— start SUPPLIED RECORDS —

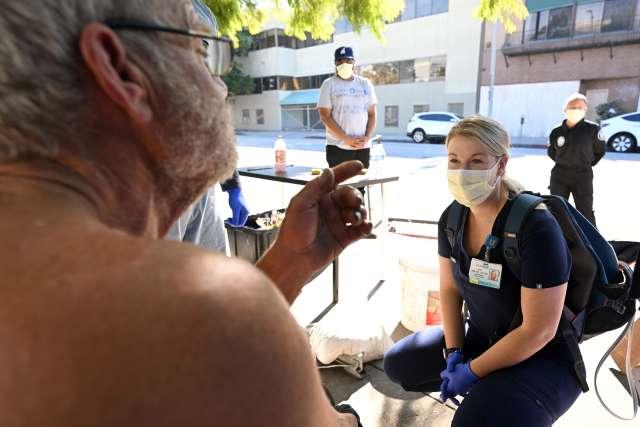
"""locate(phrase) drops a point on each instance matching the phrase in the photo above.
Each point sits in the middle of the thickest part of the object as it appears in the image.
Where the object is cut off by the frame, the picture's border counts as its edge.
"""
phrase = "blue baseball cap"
(343, 52)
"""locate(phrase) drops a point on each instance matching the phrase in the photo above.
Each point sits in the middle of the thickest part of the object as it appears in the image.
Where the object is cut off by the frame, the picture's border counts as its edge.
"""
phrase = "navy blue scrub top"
(545, 263)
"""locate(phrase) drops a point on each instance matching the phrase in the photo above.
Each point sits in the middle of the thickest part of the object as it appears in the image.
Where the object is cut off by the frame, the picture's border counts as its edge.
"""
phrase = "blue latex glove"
(452, 360)
(238, 207)
(459, 381)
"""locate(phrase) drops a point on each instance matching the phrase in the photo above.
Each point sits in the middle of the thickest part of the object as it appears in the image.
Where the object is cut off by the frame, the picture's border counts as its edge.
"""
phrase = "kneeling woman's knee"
(393, 365)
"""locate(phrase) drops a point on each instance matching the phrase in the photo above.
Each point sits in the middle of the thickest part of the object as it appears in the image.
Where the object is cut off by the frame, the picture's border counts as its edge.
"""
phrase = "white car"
(622, 133)
(427, 126)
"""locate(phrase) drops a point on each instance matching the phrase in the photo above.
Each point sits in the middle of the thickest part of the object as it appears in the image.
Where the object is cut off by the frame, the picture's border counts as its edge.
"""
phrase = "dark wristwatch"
(447, 351)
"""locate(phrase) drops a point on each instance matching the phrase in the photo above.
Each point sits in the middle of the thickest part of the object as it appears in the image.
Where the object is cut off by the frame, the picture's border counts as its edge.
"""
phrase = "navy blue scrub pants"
(533, 393)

— end SUPPLIED RECORDS —

> TASK OBJECTIVE: Return the material word for word. Pictures are not part of the copy.

> REPLY TO THE TASK:
"""locate(phrase) drops a point on each instance matching the phrase in the photo above.
Each point sits in the middle of the thickest part of the object as it appears in the image.
Where the object is cut off by the frame, the picture's border counts as its edge.
"""
phrase = "blue baseball cap"
(343, 52)
"""locate(phrase) drops a point on each instance matching the phrase in the photo above.
Each point sits in the middle of the thickest part of the object as it appears in the image.
Where the object is cut off by the frame, the picture's border counts as its edge.
"""
phrase = "navy blue scrub top"
(545, 263)
"""locate(phrase) drops a point on each instance matching the phrase in the photo above.
Each point sits in the middle of the thickest part of the object as it appears in the image.
Where the object is cut off by the frame, the picture's border counts as its edge.
"""
phrase = "blue latex glove"
(452, 360)
(238, 207)
(459, 381)
"""locate(phrase) drops a point on each instance matching the phrase in the photo above.
Each point sits in the middle of the thickest part of the object as it appears in the image.
Where the object is cut off by the frame, the picture's border counts as its edge.
"""
phrase = "kneeling woman's knee"
(393, 365)
"""locate(phrase) drops a point on each instance matching the phrase in the photo above.
Each point sits in the middle of the thickest part of the object as it appears in the image.
Where the object is cut off by the frame, the picture's border counts as its edge.
"""
phrase = "white car"
(622, 133)
(427, 126)
"""locate(phrase) drops a point on each instance matching the phrase in the photo above.
Each point sits in the middle of the thickest part of the object as it appears in the image.
Where the object is cut off by the frame, the picture's border counts as its edge.
"""
phrase = "dark wristwatch"
(447, 351)
"""locate(phrase) drops a point on each instance matching the phrase in the photo above.
Each point sits in the middle of the thickest part of the object as it appears in the image.
Where the object is cut off by the frame, the picture's border counts as its edge.
"""
phrase = "navy blue scrub pants"
(533, 393)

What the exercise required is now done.